-- start Selected text --
It was from a speech she made to a symposium in Berkeley called “Raising the Bar: Latino and Latina Presence in the Judiciary and the Struggle for Representation.” Steele leaves off the last part of the sentence, “who hasn’t lived that life.” She was actually commenting on a statement often attributed to Sandra Day O’Connor. Here is the whole quote: “Whether born from experience or inherent physiological or cultural differences, a possibility I abhor less or discount less than my colleague Judge Cedarbaum, our gender and national origins may and will make a difference in our judging. Justice O'Connor has often been cited as saying that a wise old man and wise old woman will reach the same conclusion in deciding cases. I am not so sure Justice O'Connor is the author of that line since Professor Resnik attributes that line to Supreme Court Justice Coyle. I am also not so sure that I agree with the statement. First, as Professor Martha Minnow has noted, there can never be a universal definition of wise. Second, I would hope that a wise Latina woman with the richness of her experiences would more often than not reach a better conclusion than a white male who hasn't lived that life.” It is worth pointing out that O’Connor often broke with her conservative colleagues on gender issues, even voting to uphold Roe v. Wade, even though she was otherwise reliably conservative. This tends to be true of most women on the bench.
The speech obviously provides a lot of ammo for the conservatives who think there is no such thing as ethnic experience in this country (something only the majority can believe). Sotomayor was treading dangerous ground from the beginning, when she said “I intend tonight to touch upon the themes that this conference will be discussing this weekend and to talk to you about my Latina identity, where it came from, and the influence I perceive it has on my presence on the bench.” Since conservatives believe that that personal identity should have no influence on judicial decisions (our greatest jurist, Thurgood Marshal argued exactly the opposite) I’m surprised this statement hasn’t made the rounds of the nattering class. Sotomayor’s point is that everybody brings their experiences to the table, and that diversity is a good thing. Even Scalia noted this in an oblique way when he acknowledged the power with which Marshal spoke of race, and how heavily his words were weighed, when cases involving discrimination came before the court.
-- end Selected text --
-- start Records to process --
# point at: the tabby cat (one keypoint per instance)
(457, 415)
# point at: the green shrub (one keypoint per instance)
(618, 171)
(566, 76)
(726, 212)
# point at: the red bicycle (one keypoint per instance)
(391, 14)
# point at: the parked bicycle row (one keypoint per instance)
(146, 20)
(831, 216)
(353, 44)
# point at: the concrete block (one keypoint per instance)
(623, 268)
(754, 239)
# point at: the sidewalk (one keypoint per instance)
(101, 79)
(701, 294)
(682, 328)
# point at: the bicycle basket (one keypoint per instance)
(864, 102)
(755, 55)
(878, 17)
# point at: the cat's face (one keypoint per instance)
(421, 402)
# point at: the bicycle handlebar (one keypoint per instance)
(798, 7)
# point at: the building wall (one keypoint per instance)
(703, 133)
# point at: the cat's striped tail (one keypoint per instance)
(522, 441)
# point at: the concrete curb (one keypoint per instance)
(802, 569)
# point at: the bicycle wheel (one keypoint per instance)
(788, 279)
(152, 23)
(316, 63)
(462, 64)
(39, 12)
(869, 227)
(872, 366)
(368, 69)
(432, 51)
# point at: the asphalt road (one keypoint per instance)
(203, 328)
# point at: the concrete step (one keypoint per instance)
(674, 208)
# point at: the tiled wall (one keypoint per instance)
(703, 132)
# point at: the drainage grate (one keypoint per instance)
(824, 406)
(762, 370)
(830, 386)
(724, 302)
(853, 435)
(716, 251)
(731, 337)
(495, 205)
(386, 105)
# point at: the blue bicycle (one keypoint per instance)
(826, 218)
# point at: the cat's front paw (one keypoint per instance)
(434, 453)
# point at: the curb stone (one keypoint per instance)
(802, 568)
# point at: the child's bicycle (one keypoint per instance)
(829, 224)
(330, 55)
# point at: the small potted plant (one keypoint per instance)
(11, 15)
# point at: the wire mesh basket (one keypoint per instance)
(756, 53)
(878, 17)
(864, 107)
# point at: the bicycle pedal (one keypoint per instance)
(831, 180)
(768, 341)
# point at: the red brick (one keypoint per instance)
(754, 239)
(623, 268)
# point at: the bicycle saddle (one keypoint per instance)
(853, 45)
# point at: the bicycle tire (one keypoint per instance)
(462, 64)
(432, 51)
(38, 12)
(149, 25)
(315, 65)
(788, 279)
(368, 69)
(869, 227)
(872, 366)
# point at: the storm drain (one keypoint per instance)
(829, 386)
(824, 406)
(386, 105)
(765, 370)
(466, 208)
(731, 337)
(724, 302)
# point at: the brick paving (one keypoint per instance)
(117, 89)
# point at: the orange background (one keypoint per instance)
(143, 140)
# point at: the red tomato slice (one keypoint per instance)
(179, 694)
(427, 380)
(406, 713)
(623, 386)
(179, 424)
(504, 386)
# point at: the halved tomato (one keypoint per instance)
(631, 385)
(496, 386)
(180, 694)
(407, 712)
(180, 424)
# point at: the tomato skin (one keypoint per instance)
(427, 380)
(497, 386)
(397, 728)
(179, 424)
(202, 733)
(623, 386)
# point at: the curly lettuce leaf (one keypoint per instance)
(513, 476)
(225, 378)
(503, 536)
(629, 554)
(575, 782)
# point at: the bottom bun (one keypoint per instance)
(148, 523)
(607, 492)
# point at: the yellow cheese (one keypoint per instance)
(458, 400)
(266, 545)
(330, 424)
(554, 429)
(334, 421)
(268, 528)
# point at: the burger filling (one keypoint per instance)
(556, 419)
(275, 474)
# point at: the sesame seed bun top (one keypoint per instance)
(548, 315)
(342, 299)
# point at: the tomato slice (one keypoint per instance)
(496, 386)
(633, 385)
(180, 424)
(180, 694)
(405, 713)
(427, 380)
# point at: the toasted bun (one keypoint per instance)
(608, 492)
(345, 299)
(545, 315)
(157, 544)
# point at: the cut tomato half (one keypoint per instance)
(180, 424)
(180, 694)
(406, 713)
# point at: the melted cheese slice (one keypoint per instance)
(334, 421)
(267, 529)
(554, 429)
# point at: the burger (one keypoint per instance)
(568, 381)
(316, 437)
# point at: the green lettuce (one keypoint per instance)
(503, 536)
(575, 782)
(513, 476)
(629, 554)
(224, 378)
-- end Records to process --
▸ **Goal A**: State how many lines of the rows contain the string "basket". Reply with the number only.
▸ **Goal B**: Resume the commentary on Sotomayor's Berkeley speech, starting right after its last sentence.

▸ **Expected output A**: 2

▸ **Expected output B**:
Sotomayor even addressed the tension between personal identity and politics in the speech, discussing the conflict between the “melting pot vs the salad bowl”: “America has a deeply confused image of itself that is in perpetual tension. We are a nation that takes pride in our ethnic diversity, recognizing its importance in shaping our society and in adding richness to its existence. Yet, we simultaneously insist that we can and must function and live in a race and color-blind way that ignore these very differences that in other contexts we laud.” There is so much fodder for the right’s argument against Sotomayor that I’m surprised more from the speech hasn’t been published outside the rabid tabloids and the reactionary blogs, because she says outright that her experiences do affect her decisions. Perhaps it’s because what the Berkeley speech amounts to is not only a compelling argument as to why that should be so, but also demonstrates concrete examples as to how white male often let their own politics, identity, gender and experiences, color their decisions. Or it might be that they’d have to acknowledge that Sotomayor said this:
“Each day on the bench I learn something new about the judicial process and about being a professional Latina woman in a world that sometimes looks at me with suspicion. I am reminded each day that I render decisions that affect people concretely and that I owe them constant and complete vigilance in checking my assumptions, presumptions and perspectives and ensuring that to the extent that my limited abilities and capabilities permit me, that I reevaluate them and change as circumstances and cases before me requires. I can and do aspire to be greater than the sum total of my experiences but I accept my limitations. I willingly accept that we who judge must not deny the differences resulting from experience and heritage but attempt, as the Supreme Court suggests, continuously to judge when those opinions, sympathies and prejudices are appropriate.”
In other words, we must be thoughtful jurists. This is the rhetorical petard on which they hope to hoist judge Sotomayor.
Now, perhaps I don’t find this bothersome because I believe that every judge brings his or her own experiences and biases to the table, and that’s why we have nine of them instead of just one. But maybe I’m too cynical. But I think that the tempest over this quote is in a very small teapot. Steele probably doesn’t like it because it was made at Berkeley and he works at Stanford.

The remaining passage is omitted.